■ **STATED PROBLEM A**
In the Dynegy filing, begin at the words that have "Date of Report" and stop after "in its charter)". Set down that stretch word for word.
■ **STATED PROBLEM B**
For each statement, say yes or no on whether it agrees with the Dynegy filing, and quote the words that decide it: (i) Holli C. Nichols came to Dynegy from PricewaterhouseCoopers LLP in May 2000; (ii) J. Kevin Blodgett has an employment agreement with the Company; (iii) the Board of Directors approved the appointments on December 2, 2005.

■ **PASSAGE**
====================

Form 8-K

SECURITIES AND EXCHANGE COMMISSION

Washington, D.C. 20549

 


 

FORM 8-K

 


 

CURRENT REPORT

PURSUANT TO SECTION 13 OR 15(d) OF THE

SECURITIES EXCHANGE ACT OF 1934

 

Date of Report (Date of earliest event reported)

December 2, 2005 (November 28, 2005)

 


 

DYNEGY INC.

(Exact name of registrant as specified in its charter)

 


 

Illinois   1-15659   74-2928353

(State or Other Jurisdiction

of Incorporation)

  (Commission File Number)  

(I.R.S. Employer

Identification No.)

 

1000 Louisiana, Suite 5800

Houston, Texas 77002

(Address of principal executive offices including Zip Code)

 

(713) 507-6400

(Registrant’s telephone number, including area code)

 

N.A.

(Former name or former address, if changed since last report)

 


 

Check the appropriate box below if the Form 8-K filing is intended to simultaneously satisfy the filing obligation of the registrant under any of the following provisions:

 

¨ Written communications pursuant to Rule 425 under the Securities Act (17 CFR 230.425)

 

¨ Soliciting material pursuant to Rule 14a-12 under the Exchange Act (17 CFR 240.14a-12)

 

¨ Pre-commencement communications pursuant to Rule 14d-2(b) under the Exchange Act (17 CFR 240.14d-2(b))

 

¨ Pre-commencement communications pursuant to Rule 13e-4(c) under the Exchange Act (17 CFR 240.13e-4(c)

 



Item 5.02 Departure of Directors or Principal Officers; Election of Directors; Appointment of Principal Officers.

 

On November 28, 2005, the Board of Directors of Dynegy Inc. (“Dynegy” or the “Company”) approved several appointments to Dynegy’s Executive Management Team.

 

    Holli C. Nichols, previously the Company’s Senior Vice President and Treasurer, was promoted to Executive Vice President and Chief Financial Officer. Ms. Nichols, 35, will be responsible for Dynegy’s financial affairs, including finance and accounting, treasury, risk management, internal audit and investor and credit agency relationships. Ms. Nichols served as Senior Vice President and Treasurer since May 2004 and served as the Company’s Senior Vice President and Controller from June 2003 to May 2004. Ms. Nichols joined Dynegy from PricewaterhouseCoopers LLP in May 2000. There is no employment agreement between the Company and Ms. Nichols.

 

    J. Kevin Blodgett, previously the Company’s Senior Vice President of Human Resources, was promoted to General Counsel and Executive Vice President, Administration. Mr. Blodgett, 34, will be responsible for Dynegy’s legal and administrative affairs, including legal services supporting the Company’s operational, commercial and corporate areas, as well as human resources, information technology, building services, facilities and supply chain management. Mr. Blodgett served as Senior Vice President of Human Resources since August 2004 and served as Group General Counsel – Corporate Finance & Securities and Corporate Secretary from June 2003 to August 2004. Mr. Blodgett joined Dynegy from Baker Botts LLP in October 2000. There is no employment agreement between the Company and Mr. Blodgett.

====================

[Stored entries]

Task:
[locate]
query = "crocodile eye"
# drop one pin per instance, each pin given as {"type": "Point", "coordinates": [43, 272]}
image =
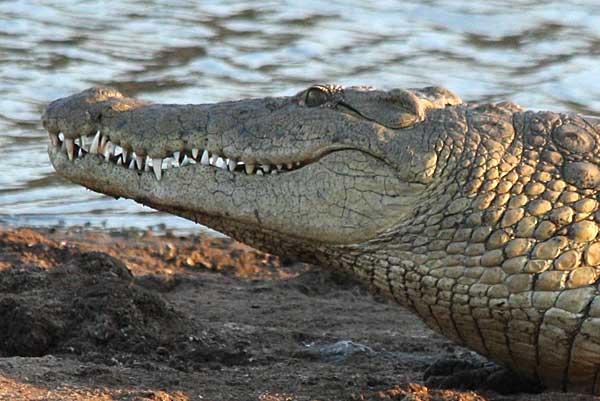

====================

■ **FULL RESPONSE A**
Date of Report (Date of earliest event reported)

December 2, 2005 (November 28, 2005)

 


 

DYNEGY INC.

(Exact name of registrant as specified in its charter)

■ **FULL RESPONSE B**
(i) Yes: "Ms. Nichols joined Dynegy from PricewaterhouseCoopers LLP in May 2000."
(ii) No: "There is no employment agreement between the Company and Mr. Blodgett."
(iii) No: "On November 28, 2005, the Board of Directors of Dynegy Inc. (“Dynegy” or the “Company”) approved several appointments to Dynegy’s Executive Management Team."